• [Page excerpt]
-------

Change comes from the middle most of the time, and it's really helping people see that all of this change that's happening on the outside is actually for the betterment of everybody. It's just that we're dealing with folks that we're just coming down to change management issues, really. I think if you can give change management a purpose where people can see that their work actually has an impact on this front, then you have a start. But, there is no easy answer to this. Chris, you live it every day, so maybe you have some more tangible things to share.

Chris Satchell: It's interesting you talk about we're a big company, but often you look at my organization. We're still a pretty large organization. It really isn't like that. It's not one big organization. It's 40, 50, 60 squads with product management, with design, with development. Those product managers are encouraged to understand their customer, to look at the stats coming in on the products, to look at the research studies, to go out into the field and ride with our techs and see what happens with the customer, to listen to calls through our call centers. There are lots of ways to do those touch points that can keep those teams really focused on their area.

I think the other thing you have to do is leadership. You need to give those people cover. When I talk about a context that allows people to be successful, it's about that. What we try to encourage the product managers and the dev teams is don't worry about the business yet. Maybe there are key, key business requirements we have to take onboard as we think about a product, but don't worry about how it monetizes. Don't worry about the cost. Let's build the right thing and come up with the right designs.

I think another one is to tell people not to censor themselves too early. I've been in sessions before where you're brainstorming something new, and everybody is self-editing. They're like, "Well, I don't think the business would go for that. Our legal is going to tell us no." I think one of the things that help is you say, "Look. After we get out of this meeting, there is an entire world of people whose job are designed to tell you no, to cut down the idea, to make it tenable for all these different systems in your company, so don't edit yourself. You've got a whole organization to do that for you. Let's start thinking great ideas and keep driving for them."

Then I think what you need is leadership that knows when to really push and says, "I understand what those business requirements are. They're wrong. We should spend more." Let me interrupt myself because what I've found with a lot of disagreements between product and the business, it's not that if you talk about the very end goal and no timelines you disagree. Businesspeople want to serve the customer as well. It's not like they're these evil people. They really want to give a great service as well.

What happens is you talk about two different timelines, often. You will say, "Hey, I want to do these great products," and you're thinking how I'm going to live it next year, and then two years after that. I've got this five-year roadmap for the product. Yeah, I know I'm going to have to change it because consumers change every year, but I've got these big ideas.

The business might be thinking, "I've got constraints this quarter. I've got constraints this half of this year." Often you can agree on an endpoint, and then it's really about how you prioritize in between. I think it's very good to make sure you're talking about time horizon, but then sometimes you've just got to go back and say, "I'm going to fight for the right thing for the customer even if it looks like the wrong business right now because, if I look at the long-term value of the customer, this will pay dividends. Very infrequently does anybody get chastised in the long-term by consumers for doing the right thing for consumers, and so you've just got to be ready to fight for that.

-------

• [Collected data]
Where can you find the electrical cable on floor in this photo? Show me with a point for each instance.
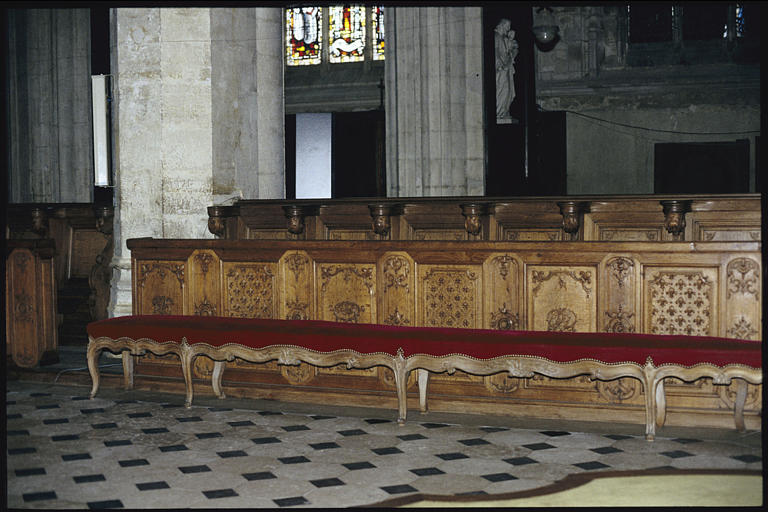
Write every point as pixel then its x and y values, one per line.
pixel 83 368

-------

• [Given task] Write out, word for word, the passage of the interview excerpt that begins with the words containing "Then I think" and ends with "service as well.".

• [Exercise solution]
Then I think what you need is leadership that knows when to really push and says, "I understand what those business requirements are. They're wrong. We should spend more." Let me interrupt myself because what I've found with a lot of disagreements between product and the business, it's not that if you talk about the very end goal and no timelines you disagree. Businesspeople want to serve the customer as well. It's not like they're these evil people. They really want to give a great service as well.